* _DIRECTIONS_: Extract from the excerpt on Big Tech and trade negotiations the passage from "At the heart" up to and including "tech monopolies’ ghost-like extractivist model.", copied word for word.

* _DOCUMENT EXCERPT_:
Yet instead of representing the American people as a whole, it’s becoming increasingly clear that Raimondo is negotiating on behalf of just one small fraction of it: namely, Big Tech companies. As she pleads the industry’s case on a global stage, the consequences for international digital privacy and data sovereignty are potentially dire.

Last December, Sen. Elizabeth Warren (D-MA) attacked Secretary Raimondo for “lobbying on behalf of Big Tech companies overseas,” and it’s easy to see why. Deemed “tech’s favorite Biden official,” by Axios for defending American tech companies from European regulators, Raimondo’s sympathy with Big Tech’s agenda has become even more obvious in these high-stakes negotiations.

Consider data, part of the lifeblood of international trade and one of the world’s most valuable resources. Even Amazon, recognized by most as an e-commerce company, generates more than half of its profits from its cloud computing branch, Amazon Web Services (AWS). Similarly, Google and Facebook make the vast majority of their money through targeted advertisements based on surveillance dossiers. Big Tech relies on data for profits through a business model that aims to monopolize the collection, control, and transfer of data worldwide.

At the heart of Big Tech’s trade agenda for IPEF and TTC is the demand for free cross-border data flows. To obtain this, the tech lobby recommends banning data localization and watering down data privacy protections. Data localization rules require companies to store and process certain types of data (often personal or financial) where it is extracted, which hurts Big Tech’s bottom line, as massive data centers largely located in the U.S. have lower operational costs. For developing nations, of course, data localization bans will only increase tech monopolies’ ghost-like extractivist model.

Generally, trade partnerships have functioned as Trojan horses to lock in binding international rules for corporate interests. And it is likely to be no different with Biden’s IPEF and TTC, both of which aim to define global digital trade rules. With the help of allied Commerce officials, Big Tech is latching onto the opportunity to get a seat at the negotiating table. In fact, Google, as well as several tech lobbies, urged and celebrated the establishment of the TTC and IPEF.

[Stored records]

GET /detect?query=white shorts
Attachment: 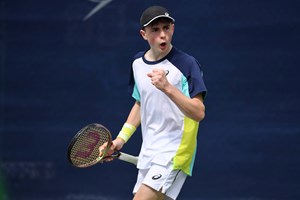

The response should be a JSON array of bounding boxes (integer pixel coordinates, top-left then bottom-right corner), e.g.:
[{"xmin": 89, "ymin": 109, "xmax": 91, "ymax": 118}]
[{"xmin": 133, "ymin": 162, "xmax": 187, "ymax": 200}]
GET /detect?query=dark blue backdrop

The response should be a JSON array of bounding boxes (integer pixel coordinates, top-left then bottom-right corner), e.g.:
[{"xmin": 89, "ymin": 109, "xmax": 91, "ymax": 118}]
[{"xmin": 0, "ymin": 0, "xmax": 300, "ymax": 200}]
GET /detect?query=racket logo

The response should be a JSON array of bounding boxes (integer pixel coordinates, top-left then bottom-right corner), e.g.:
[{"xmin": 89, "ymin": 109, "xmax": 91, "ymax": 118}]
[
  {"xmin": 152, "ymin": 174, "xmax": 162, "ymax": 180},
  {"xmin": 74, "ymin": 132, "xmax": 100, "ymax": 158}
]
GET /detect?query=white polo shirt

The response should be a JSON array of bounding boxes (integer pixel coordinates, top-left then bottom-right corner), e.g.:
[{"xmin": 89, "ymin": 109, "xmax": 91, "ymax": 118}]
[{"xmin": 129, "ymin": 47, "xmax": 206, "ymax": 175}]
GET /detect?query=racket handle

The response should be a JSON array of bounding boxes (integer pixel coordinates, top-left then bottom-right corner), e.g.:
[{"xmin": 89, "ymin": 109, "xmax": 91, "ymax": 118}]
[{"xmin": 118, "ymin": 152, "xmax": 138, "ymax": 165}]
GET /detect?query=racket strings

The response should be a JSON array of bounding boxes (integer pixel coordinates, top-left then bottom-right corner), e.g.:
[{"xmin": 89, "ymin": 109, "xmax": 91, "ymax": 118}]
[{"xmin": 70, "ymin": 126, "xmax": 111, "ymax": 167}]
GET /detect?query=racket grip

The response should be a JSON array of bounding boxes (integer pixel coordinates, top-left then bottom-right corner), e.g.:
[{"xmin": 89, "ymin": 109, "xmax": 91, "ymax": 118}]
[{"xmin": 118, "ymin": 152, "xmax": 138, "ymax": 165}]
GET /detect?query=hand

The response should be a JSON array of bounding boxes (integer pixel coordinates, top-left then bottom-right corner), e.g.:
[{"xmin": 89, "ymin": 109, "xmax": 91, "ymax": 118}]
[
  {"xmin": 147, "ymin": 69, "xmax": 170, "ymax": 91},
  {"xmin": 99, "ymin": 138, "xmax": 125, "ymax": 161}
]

--

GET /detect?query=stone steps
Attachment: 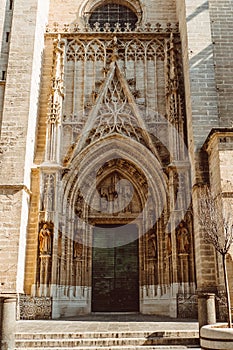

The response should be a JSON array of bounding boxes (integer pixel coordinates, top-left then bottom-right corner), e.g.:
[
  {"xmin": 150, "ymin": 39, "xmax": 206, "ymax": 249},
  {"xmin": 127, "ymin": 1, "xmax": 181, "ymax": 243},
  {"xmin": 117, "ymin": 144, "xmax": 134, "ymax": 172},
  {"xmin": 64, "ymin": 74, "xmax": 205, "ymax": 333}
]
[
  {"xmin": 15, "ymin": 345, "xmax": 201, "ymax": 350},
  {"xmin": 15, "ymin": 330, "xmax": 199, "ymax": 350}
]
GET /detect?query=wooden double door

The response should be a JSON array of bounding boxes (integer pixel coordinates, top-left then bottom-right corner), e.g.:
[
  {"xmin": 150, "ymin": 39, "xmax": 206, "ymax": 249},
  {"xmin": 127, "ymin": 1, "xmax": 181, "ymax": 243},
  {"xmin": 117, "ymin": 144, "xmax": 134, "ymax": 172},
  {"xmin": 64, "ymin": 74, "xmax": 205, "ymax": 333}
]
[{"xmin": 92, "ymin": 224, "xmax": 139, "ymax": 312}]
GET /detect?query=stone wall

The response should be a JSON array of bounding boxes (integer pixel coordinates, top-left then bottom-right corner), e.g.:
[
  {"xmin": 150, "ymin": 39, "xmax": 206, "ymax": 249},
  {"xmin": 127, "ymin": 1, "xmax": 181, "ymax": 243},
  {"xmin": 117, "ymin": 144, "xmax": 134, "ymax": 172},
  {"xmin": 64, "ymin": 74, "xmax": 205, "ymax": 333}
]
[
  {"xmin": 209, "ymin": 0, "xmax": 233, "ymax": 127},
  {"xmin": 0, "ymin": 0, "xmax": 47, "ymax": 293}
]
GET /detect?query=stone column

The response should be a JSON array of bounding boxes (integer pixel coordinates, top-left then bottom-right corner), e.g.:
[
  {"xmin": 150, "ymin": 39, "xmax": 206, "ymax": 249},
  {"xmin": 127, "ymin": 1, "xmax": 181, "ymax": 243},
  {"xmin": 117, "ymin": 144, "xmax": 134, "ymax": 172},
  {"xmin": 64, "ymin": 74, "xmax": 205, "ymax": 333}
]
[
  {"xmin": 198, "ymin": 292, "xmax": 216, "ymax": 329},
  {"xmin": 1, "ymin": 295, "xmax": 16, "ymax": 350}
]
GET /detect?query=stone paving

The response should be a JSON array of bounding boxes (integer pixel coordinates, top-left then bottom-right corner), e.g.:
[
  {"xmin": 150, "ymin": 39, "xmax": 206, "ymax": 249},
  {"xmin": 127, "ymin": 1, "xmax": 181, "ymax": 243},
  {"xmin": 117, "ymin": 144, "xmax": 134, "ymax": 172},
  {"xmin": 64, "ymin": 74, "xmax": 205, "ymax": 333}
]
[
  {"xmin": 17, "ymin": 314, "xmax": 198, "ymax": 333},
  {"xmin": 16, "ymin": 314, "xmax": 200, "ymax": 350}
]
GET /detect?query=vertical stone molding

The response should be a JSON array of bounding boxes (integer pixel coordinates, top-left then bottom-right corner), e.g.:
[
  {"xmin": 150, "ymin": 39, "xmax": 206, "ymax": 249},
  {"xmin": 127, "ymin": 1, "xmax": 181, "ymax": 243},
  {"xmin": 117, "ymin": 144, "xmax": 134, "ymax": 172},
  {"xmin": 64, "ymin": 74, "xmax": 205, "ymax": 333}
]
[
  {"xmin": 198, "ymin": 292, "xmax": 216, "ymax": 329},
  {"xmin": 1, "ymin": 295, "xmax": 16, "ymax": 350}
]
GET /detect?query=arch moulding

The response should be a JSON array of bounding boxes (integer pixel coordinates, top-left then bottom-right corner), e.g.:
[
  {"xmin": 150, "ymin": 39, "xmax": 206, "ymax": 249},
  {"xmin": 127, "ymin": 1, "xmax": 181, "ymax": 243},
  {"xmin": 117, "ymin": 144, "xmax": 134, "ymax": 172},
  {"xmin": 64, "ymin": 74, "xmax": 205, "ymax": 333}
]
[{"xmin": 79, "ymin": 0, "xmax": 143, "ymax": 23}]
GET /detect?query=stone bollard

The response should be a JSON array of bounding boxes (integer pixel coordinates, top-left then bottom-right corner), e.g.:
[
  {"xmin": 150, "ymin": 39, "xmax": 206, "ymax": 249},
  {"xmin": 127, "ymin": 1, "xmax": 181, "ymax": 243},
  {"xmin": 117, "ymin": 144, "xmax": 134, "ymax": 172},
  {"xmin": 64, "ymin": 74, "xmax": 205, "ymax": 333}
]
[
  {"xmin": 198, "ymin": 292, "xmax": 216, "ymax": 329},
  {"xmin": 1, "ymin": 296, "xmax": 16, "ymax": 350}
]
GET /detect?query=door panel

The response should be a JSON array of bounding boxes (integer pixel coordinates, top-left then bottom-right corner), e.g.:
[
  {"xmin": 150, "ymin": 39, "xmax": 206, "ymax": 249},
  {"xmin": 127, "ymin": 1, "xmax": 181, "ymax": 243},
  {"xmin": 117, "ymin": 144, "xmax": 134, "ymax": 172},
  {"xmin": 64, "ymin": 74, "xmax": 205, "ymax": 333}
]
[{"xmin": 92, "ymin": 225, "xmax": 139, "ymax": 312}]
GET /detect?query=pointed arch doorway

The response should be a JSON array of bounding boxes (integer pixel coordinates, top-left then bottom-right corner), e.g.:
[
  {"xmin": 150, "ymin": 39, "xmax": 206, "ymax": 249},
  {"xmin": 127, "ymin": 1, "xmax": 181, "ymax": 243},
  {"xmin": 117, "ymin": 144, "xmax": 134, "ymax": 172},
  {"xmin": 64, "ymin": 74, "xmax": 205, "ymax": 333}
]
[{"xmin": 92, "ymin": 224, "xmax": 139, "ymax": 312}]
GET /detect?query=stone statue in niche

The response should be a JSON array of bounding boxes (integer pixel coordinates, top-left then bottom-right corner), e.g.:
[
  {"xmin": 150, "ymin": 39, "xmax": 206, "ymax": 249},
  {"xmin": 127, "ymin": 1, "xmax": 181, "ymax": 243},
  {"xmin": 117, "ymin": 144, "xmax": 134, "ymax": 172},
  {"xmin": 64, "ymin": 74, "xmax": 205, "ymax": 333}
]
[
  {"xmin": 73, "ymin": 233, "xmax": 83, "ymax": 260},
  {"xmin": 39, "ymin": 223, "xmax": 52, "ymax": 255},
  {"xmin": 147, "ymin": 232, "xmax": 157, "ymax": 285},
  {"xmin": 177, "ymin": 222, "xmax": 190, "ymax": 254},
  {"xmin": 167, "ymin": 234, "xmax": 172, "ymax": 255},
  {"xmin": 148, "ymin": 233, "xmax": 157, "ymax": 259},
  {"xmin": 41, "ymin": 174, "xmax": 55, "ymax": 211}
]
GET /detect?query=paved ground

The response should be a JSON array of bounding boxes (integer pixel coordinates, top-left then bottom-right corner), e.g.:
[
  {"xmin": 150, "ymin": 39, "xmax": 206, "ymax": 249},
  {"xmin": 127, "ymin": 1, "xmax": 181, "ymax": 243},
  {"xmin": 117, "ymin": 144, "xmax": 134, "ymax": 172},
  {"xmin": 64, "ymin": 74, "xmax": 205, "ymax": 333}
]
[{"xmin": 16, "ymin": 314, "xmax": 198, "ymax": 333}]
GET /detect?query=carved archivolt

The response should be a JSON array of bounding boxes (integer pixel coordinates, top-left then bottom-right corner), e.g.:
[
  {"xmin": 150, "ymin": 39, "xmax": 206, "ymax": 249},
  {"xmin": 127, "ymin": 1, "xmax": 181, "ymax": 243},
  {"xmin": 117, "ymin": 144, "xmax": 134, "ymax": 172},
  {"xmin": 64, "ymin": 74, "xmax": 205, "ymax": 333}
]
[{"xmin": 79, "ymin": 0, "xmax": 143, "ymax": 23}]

---

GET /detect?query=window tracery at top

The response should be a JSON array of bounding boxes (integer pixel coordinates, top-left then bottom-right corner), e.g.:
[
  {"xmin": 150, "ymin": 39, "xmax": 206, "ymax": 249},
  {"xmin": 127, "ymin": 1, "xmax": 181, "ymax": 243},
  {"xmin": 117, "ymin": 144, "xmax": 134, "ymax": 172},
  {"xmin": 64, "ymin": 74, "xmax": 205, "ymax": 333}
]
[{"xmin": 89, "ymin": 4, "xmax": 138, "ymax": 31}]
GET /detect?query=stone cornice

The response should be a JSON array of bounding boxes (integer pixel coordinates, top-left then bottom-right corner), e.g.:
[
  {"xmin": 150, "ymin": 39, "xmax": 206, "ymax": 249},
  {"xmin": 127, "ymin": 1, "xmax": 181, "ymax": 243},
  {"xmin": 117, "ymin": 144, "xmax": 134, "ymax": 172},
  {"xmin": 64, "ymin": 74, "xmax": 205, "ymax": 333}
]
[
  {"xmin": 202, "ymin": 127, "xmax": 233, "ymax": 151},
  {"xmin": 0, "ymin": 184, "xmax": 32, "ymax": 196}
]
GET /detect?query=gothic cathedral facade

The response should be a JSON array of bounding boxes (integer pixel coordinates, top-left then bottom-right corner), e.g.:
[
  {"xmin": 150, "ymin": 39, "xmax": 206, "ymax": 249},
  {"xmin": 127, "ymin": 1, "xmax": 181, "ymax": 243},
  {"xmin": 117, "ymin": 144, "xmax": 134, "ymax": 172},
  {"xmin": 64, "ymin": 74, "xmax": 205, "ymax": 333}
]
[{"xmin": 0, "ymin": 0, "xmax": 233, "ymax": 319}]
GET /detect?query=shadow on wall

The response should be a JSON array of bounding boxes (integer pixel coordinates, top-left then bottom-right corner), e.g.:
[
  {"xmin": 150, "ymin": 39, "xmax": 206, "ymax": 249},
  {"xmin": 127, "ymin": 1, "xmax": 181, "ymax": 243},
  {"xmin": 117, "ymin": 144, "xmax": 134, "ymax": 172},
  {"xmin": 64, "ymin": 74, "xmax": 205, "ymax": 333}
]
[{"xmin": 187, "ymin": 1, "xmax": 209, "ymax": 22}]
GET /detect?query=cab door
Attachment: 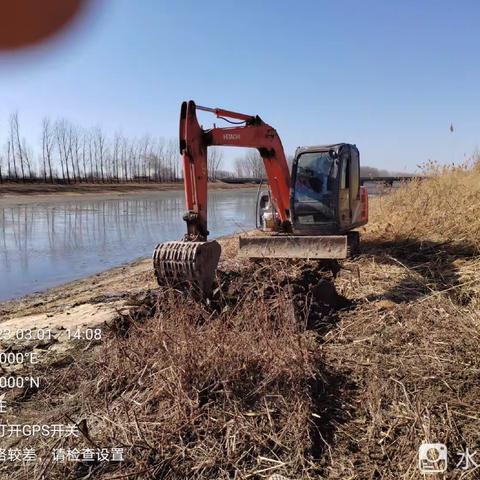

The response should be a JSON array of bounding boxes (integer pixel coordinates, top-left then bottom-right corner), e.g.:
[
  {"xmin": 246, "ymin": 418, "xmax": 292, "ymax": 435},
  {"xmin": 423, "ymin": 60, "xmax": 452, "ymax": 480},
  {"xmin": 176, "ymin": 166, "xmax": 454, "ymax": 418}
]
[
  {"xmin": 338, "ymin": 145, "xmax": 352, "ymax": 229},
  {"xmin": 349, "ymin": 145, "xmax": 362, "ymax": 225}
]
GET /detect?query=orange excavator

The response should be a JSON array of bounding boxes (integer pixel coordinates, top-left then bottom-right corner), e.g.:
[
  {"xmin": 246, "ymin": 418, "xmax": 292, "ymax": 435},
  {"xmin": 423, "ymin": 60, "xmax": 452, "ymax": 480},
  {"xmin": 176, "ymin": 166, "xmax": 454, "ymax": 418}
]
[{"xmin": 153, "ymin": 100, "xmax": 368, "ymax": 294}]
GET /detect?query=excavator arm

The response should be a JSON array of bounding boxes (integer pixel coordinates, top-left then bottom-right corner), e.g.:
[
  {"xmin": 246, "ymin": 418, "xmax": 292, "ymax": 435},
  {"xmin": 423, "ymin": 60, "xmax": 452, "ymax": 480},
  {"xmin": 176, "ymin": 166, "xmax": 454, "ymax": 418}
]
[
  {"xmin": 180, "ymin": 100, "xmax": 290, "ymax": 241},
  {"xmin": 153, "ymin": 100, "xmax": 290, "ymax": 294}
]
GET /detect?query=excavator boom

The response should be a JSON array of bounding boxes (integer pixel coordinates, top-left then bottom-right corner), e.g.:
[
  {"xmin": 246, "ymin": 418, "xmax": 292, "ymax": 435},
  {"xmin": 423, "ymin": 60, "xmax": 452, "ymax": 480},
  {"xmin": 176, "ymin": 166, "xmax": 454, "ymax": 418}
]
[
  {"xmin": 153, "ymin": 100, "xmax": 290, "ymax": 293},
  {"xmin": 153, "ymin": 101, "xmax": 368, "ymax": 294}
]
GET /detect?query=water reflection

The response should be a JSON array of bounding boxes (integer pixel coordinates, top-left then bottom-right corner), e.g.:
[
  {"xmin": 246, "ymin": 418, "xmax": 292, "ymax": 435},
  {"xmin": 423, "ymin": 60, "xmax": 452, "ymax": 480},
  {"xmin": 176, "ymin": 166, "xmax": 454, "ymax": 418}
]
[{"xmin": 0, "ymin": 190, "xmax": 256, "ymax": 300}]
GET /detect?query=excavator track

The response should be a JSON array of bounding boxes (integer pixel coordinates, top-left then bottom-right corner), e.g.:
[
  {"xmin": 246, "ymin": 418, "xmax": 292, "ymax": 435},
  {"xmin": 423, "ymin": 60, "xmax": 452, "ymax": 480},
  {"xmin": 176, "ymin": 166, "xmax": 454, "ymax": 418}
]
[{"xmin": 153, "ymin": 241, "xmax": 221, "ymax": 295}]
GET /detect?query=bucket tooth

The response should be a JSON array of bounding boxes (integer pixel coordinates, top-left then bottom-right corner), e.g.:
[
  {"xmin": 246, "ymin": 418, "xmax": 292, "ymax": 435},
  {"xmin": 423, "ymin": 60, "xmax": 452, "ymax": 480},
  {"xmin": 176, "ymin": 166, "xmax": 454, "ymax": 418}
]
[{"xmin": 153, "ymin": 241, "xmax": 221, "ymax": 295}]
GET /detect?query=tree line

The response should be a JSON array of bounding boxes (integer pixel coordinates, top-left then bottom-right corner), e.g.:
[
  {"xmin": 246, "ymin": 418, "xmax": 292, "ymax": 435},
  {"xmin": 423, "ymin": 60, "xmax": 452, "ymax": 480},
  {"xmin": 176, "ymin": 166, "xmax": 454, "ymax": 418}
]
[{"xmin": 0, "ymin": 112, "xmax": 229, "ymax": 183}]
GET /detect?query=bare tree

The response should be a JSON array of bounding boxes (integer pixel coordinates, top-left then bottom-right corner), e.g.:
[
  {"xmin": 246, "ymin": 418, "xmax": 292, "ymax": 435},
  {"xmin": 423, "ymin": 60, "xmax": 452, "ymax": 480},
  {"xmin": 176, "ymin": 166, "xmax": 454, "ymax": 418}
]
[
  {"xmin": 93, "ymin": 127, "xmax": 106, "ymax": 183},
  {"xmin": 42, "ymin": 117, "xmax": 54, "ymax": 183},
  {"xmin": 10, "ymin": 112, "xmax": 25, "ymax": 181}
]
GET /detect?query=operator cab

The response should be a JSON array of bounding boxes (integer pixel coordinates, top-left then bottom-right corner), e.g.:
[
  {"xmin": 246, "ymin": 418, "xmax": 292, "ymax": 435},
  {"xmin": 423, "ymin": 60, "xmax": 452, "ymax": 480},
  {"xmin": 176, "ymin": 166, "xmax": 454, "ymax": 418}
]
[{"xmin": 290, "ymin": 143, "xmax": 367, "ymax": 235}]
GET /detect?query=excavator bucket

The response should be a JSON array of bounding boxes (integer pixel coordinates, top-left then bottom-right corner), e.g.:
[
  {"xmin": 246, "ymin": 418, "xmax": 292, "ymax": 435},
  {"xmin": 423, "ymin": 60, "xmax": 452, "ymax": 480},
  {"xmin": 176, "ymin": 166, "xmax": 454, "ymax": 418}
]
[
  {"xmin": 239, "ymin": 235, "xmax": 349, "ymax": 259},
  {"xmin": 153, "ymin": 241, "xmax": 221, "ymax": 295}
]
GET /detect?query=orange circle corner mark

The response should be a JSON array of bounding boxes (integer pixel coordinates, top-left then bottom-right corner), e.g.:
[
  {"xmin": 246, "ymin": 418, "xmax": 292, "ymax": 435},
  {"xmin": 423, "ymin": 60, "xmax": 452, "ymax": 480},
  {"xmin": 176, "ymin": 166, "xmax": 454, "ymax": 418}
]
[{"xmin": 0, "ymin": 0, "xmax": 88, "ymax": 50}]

* _RESPONSE BELOW_:
At the heart of Big Tech’s trade agenda for IPEF and TTC is the demand for free cross-border data flows. To obtain this, the tech lobby recommends banning data localization and watering down data privacy protections. Data localization rules require companies to store and process certain types of data (often personal or financial) where it is extracted, which hurts Big Tech’s bottom line, as massive data centers largely located in the U.S. have lower operational costs. For developing nations, of course, data localization bans will only increase tech monopolies’ ghost-like extractivist model.